Ice, Ice, Baby


The approximate natural color appearance of Jupiter's ice-covered Europa. NASA

If you’re like myself and live in a northern area like Chicago, then by now you’re getting tired of temperatures that peak in the single digits. Allow me to give you some perspective; at least the weather isn’t in the range of -370 to -270 degrees Fahrenheit. This is the range of average temperatures on the surface of Jupiter’s moon Europa. Just thinking about being there makes me appreciative of the icy winds whipping off of Lake Michigan.

Being on the surface of Europa feels more desolate and chilly than anybody can come close to imagining, with the possible exception of Antarctic scientists. Just try to picture yourself standing on a plateau of ice so cold it feels as hard as granite, surrounded by this surface as far as the eye can see. In the canopy above you is Jupiter, dominating the deep black sky and watching you with its swirling red eye.

This is Europa: a moon whose surface is solely comprised of rock-solid ice, cracked like an eggshell all over its crust, creating deep icy canyons. There is essentially no atmosphere, save for the wisps of oxygen that evaporate off of the surface. The land around you is barren. As amazing as this is, to find the truly incredible beauty of Europa you have to look down. Way, way down.

**Provided records**
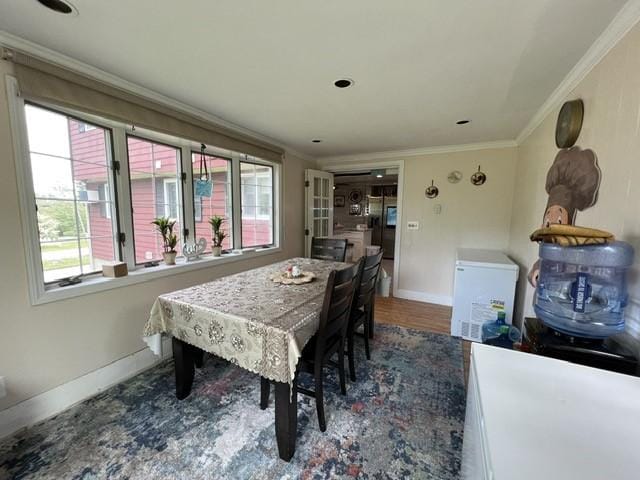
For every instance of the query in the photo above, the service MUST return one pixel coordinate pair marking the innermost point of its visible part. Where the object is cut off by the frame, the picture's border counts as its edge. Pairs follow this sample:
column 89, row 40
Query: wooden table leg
column 184, row 360
column 286, row 420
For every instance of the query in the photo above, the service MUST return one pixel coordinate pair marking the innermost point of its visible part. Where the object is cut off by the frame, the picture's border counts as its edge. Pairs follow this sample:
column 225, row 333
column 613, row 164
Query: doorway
column 368, row 198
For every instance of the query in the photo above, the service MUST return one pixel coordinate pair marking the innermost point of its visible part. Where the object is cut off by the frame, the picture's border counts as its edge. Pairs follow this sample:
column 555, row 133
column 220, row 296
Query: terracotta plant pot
column 169, row 258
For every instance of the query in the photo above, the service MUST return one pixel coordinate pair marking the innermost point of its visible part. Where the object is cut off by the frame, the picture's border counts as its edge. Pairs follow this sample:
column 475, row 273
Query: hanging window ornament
column 478, row 178
column 203, row 186
column 432, row 191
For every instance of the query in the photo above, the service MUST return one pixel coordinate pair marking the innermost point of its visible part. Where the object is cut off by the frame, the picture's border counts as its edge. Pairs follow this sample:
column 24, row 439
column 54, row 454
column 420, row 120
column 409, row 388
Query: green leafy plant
column 219, row 235
column 165, row 225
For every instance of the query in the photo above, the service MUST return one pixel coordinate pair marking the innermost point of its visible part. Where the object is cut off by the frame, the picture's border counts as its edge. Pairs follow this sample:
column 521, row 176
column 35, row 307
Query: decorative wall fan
column 432, row 191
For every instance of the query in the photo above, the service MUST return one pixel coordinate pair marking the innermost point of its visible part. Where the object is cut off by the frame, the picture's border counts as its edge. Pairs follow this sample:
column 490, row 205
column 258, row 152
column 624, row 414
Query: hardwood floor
column 421, row 316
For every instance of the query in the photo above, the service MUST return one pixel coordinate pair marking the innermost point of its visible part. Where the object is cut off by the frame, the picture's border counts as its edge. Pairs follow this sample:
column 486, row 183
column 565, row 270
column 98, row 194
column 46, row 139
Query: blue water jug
column 582, row 290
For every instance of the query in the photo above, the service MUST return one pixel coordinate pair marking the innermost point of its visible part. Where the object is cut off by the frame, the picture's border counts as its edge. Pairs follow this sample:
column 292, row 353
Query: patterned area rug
column 402, row 419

**Try it**
Please check each statement against the Europa text, answer yes or no, and quote the text's deciding words exactly. 1. Average surface temperatures on Europa range from -370 to -270 degrees Fahrenheit. 2. Europa has a thick atmosphere. 3. Europa's crust is cracked. The rows play no part in this work.

**Exercise solution**
1. Yes: "in the range of -370 to -270 degrees Fahrenheit. This is the range of average temperatures on the surface of Jupiter’s moon Europa."
2. No: "There is essentially no atmosphere, save for the wisps of oxygen that evaporate off of the surface."
3. Yes: "cracked like an eggshell all over its crust"